RECORDS:
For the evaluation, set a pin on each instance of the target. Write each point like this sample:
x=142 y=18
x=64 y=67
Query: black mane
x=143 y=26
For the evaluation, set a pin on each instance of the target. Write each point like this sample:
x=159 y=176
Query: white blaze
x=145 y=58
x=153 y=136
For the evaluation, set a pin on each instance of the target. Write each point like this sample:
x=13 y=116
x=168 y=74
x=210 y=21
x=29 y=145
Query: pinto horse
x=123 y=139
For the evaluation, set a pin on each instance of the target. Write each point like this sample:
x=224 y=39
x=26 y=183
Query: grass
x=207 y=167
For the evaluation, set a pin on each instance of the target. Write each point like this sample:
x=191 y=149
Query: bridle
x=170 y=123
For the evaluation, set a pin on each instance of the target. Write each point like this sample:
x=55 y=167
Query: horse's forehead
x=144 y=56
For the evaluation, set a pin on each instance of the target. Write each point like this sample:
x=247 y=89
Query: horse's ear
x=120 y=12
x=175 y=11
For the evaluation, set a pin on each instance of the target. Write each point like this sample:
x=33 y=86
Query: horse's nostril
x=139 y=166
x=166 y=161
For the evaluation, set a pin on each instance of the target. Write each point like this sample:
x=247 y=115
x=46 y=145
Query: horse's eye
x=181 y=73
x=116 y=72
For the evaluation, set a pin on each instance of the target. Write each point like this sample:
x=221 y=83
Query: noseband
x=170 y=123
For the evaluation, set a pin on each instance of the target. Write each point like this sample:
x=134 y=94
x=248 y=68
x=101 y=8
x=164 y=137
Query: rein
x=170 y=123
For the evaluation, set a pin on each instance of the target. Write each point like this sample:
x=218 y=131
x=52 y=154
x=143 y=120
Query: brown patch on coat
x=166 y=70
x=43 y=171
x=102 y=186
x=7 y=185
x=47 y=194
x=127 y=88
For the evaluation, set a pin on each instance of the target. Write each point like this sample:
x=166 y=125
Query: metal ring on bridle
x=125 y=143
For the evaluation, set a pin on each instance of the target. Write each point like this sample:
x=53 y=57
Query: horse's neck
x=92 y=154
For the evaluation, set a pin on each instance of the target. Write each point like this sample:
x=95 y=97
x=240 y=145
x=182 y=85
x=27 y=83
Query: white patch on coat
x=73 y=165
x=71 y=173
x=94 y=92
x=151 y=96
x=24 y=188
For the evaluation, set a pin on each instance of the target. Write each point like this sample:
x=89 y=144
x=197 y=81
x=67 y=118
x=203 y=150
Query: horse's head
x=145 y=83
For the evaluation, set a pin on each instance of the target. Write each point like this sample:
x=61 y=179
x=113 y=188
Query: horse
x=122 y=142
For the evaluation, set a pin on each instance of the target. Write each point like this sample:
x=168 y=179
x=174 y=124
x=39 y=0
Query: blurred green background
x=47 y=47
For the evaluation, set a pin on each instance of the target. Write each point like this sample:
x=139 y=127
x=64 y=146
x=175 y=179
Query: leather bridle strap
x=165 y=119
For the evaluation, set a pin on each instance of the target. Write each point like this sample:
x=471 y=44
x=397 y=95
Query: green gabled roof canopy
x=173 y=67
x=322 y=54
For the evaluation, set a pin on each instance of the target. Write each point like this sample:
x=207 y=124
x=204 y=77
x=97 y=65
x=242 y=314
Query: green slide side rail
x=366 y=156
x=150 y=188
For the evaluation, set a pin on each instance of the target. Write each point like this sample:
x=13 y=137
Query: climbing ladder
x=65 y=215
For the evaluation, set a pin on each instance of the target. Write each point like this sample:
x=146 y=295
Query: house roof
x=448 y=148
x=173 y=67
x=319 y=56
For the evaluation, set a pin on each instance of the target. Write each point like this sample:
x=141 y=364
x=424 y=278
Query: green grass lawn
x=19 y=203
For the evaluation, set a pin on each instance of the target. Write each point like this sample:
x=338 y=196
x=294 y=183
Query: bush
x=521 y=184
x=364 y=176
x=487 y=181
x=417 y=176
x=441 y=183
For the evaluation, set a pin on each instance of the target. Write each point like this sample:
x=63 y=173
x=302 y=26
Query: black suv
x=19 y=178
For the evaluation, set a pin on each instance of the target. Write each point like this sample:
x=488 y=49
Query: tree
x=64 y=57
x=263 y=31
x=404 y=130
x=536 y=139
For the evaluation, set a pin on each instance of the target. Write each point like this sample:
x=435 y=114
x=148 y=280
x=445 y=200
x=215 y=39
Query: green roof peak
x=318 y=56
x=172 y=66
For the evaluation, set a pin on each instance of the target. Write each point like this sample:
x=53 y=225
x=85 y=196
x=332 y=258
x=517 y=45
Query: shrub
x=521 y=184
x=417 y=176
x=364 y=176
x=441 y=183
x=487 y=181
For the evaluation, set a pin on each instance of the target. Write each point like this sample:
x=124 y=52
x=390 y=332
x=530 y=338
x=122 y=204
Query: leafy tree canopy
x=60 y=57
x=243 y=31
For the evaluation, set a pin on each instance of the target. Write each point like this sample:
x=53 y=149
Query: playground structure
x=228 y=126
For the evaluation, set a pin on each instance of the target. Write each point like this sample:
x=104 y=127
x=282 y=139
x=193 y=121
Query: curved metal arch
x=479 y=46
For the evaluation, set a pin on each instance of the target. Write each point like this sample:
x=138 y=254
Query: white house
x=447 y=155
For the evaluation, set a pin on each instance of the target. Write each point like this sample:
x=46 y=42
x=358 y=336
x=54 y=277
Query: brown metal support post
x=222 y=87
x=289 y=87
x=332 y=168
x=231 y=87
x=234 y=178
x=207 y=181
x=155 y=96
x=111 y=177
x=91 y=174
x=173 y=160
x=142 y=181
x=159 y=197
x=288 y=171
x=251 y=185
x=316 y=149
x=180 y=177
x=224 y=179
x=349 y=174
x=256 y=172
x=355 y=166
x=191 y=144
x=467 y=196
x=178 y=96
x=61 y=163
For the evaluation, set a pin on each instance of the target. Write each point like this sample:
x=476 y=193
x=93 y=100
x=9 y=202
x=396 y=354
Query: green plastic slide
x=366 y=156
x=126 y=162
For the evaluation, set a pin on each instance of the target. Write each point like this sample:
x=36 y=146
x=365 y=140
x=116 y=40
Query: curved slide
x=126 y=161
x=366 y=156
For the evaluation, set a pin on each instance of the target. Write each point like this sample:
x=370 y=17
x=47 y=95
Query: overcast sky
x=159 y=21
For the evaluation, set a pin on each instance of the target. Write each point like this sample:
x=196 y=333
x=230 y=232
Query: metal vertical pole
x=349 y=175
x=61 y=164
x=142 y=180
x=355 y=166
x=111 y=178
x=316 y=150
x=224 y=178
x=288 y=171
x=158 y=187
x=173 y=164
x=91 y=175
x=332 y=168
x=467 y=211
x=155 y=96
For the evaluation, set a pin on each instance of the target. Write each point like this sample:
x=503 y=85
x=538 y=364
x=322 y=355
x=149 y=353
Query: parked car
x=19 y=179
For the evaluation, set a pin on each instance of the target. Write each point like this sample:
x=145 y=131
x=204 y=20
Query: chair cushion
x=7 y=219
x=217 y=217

INSTRUCTIONS TO FOLLOW: Repeat the lines above exactly.

RESPONSE:
For the evaluation, set a pin on each instance of the target. Write each point like this sample:
x=142 y=18
x=64 y=67
Query: black mane
x=143 y=26
For the evaluation, set a pin on each instance of the target. Write each point like this sample:
x=159 y=176
Query: white blaze
x=145 y=58
x=153 y=136
For the evaluation, set a pin on each instance of the target. Write each point like this sample:
x=13 y=116
x=168 y=74
x=210 y=21
x=29 y=145
Query: pinto horse
x=123 y=139
For the evaluation, set a pin on each instance of the target. Write each point like this sample:
x=224 y=39
x=26 y=183
Query: grass
x=207 y=167
For the evaluation, set a pin on each instance of the target. Write each point like this sample:
x=191 y=149
Query: bridle
x=170 y=123
For the evaluation, set a pin on each instance of the target. Write each point like this sample:
x=55 y=167
Query: horse's forehead
x=144 y=56
For the evaluation, set a pin on each instance of the target. Write each point like this sample:
x=247 y=89
Query: horse's ear
x=120 y=12
x=175 y=11
For the evaluation, set a pin on each instance of the target. Write each point like this sample:
x=33 y=86
Query: horse's nostril
x=139 y=166
x=166 y=161
For the evaluation, set a pin on each instance of the target. Write each point like this sample:
x=247 y=115
x=46 y=145
Query: horse's eye
x=181 y=73
x=116 y=72
For the evaluation, set a pin on each instance of the target. Write each point like this sample:
x=221 y=83
Query: noseband
x=170 y=123
For the evaluation, set a pin on each instance of the target. Write each point like this sample:
x=134 y=94
x=248 y=68
x=101 y=8
x=164 y=137
Query: rein
x=170 y=123
For the evaluation, set a pin on each instance of the target. Write each point like this sample:
x=218 y=131
x=52 y=154
x=143 y=120
Query: brown patch on coat
x=166 y=70
x=43 y=171
x=102 y=186
x=7 y=185
x=47 y=194
x=127 y=88
For the evaluation, set a pin on each instance of the target. Write each point like this sample:
x=166 y=125
Query: metal ring on bridle
x=125 y=143
For the evaluation, set a pin on each instance of the target. Write each point like this sample:
x=53 y=57
Query: horse's neck
x=92 y=154
For the evaluation, set a pin on each instance of the target. Write each point like this sample:
x=95 y=97
x=240 y=145
x=182 y=85
x=27 y=83
Query: white patch on coat
x=73 y=165
x=71 y=173
x=94 y=92
x=151 y=96
x=24 y=188
For the evaluation, set a pin on each instance of the target. Write each point like this sample:
x=89 y=144
x=197 y=81
x=67 y=118
x=203 y=150
Query: horse's head
x=145 y=83
For the evaluation, set a pin on each instance of the target. Write each point like this sample:
x=61 y=179
x=113 y=188
Query: horse
x=122 y=142
For the evaluation, set a pin on each instance of the target. Write each point like this sample:
x=168 y=179
x=174 y=124
x=39 y=0
Query: blurred green background
x=47 y=47
For the evaluation, set a pin on each instance of the target. Write each point like this sample:
x=139 y=127
x=64 y=146
x=175 y=179
Query: leather bridle strap
x=165 y=119
For the evaluation, set a pin on each instance of the target. Write each point like this sample:
x=471 y=44
x=397 y=95
Query: green gabled roof canopy
x=173 y=67
x=322 y=54
For the evaluation, set a pin on each instance of the target. Write each point like this sample:
x=207 y=124
x=204 y=77
x=97 y=65
x=242 y=314
Query: green slide side rail
x=366 y=156
x=150 y=188
For the evaluation, set a pin on each instance of the target. Write each point like this sample:
x=13 y=137
Query: climbing ladder
x=65 y=215
For the evaluation, set a pin on each instance of the target. Write each point like this sample:
x=146 y=295
Query: house roof
x=448 y=148
x=173 y=67
x=319 y=56
For the evaluation, set a pin on each instance of the target. Write each point like this sample:
x=141 y=364
x=424 y=278
Query: green grass lawn
x=19 y=203
For the evaluation, set a pin on each instance of the target. Write each point like this sample:
x=338 y=196
x=294 y=183
Query: bush
x=521 y=184
x=364 y=176
x=487 y=181
x=417 y=176
x=441 y=183
For the evaluation, set a pin on each instance of the target. Write each point like this sample:
x=63 y=173
x=302 y=26
Query: black suv
x=19 y=178
For the evaluation, set a pin on each instance of the target. Write each point like this sample:
x=488 y=49
Query: tree
x=64 y=57
x=263 y=31
x=404 y=130
x=536 y=139
For the evaluation, set a pin on each instance of the target. Write each point like this sample:
x=435 y=114
x=148 y=280
x=445 y=200
x=215 y=39
Query: green roof peak
x=318 y=56
x=172 y=66
For the evaluation, set a pin on each instance of the target. Write each point like this sample:
x=53 y=225
x=85 y=196
x=332 y=258
x=517 y=45
Query: shrub
x=521 y=184
x=417 y=176
x=364 y=176
x=441 y=183
x=487 y=181
For the evaluation, set a pin on each instance of the target. Write each point like this sample:
x=124 y=52
x=390 y=332
x=530 y=338
x=122 y=204
Query: leafy tree canopy
x=60 y=57
x=243 y=31
For the evaluation, set a pin on each instance of the target. Write each point like this sample:
x=53 y=149
Query: playground structure
x=228 y=126
For the evaluation, set a pin on each instance of the target. Write each point like this sample:
x=104 y=127
x=282 y=139
x=193 y=121
Query: curved metal arch
x=479 y=46
For the evaluation, set a pin on each instance of the target. Write each point like this sample:
x=138 y=254
Query: white house
x=447 y=155
For the evaluation, set a pin on each instance of the target. Write each point like this sample:
x=46 y=42
x=358 y=336
x=54 y=277
Query: brown metal support post
x=222 y=87
x=289 y=87
x=332 y=168
x=231 y=87
x=234 y=178
x=207 y=181
x=155 y=96
x=111 y=177
x=91 y=174
x=173 y=160
x=142 y=181
x=159 y=197
x=288 y=171
x=251 y=185
x=316 y=149
x=180 y=177
x=224 y=179
x=349 y=174
x=256 y=172
x=355 y=166
x=191 y=144
x=467 y=196
x=178 y=96
x=61 y=163
For the evaluation, set a pin on each instance of the target. Write each point like this sample:
x=476 y=193
x=93 y=100
x=9 y=202
x=396 y=354
Query: green plastic slide
x=366 y=156
x=126 y=162
For the evaluation, set a pin on each instance of the target. Write each point like this sample:
x=36 y=146
x=365 y=140
x=116 y=40
Query: curved slide
x=126 y=161
x=366 y=156
For the evaluation, set a pin on each instance of the target. Write each point like this sample:
x=370 y=17
x=47 y=95
Query: overcast sky
x=159 y=21
For the evaluation, set a pin on each instance of the target. Write each point like this sample:
x=196 y=333
x=230 y=232
Query: metal vertical pole
x=349 y=175
x=61 y=164
x=142 y=180
x=355 y=166
x=111 y=178
x=316 y=150
x=224 y=178
x=288 y=171
x=158 y=187
x=173 y=164
x=91 y=175
x=332 y=168
x=467 y=211
x=155 y=96
For the evaluation, set a pin on each instance of the target. Write each point like this sample:
x=503 y=85
x=538 y=364
x=322 y=355
x=149 y=353
Query: parked car
x=19 y=179
For the evaluation, set a pin on each instance of the target. Write each point like this sample:
x=145 y=131
x=204 y=20
Query: chair cushion
x=7 y=219
x=217 y=217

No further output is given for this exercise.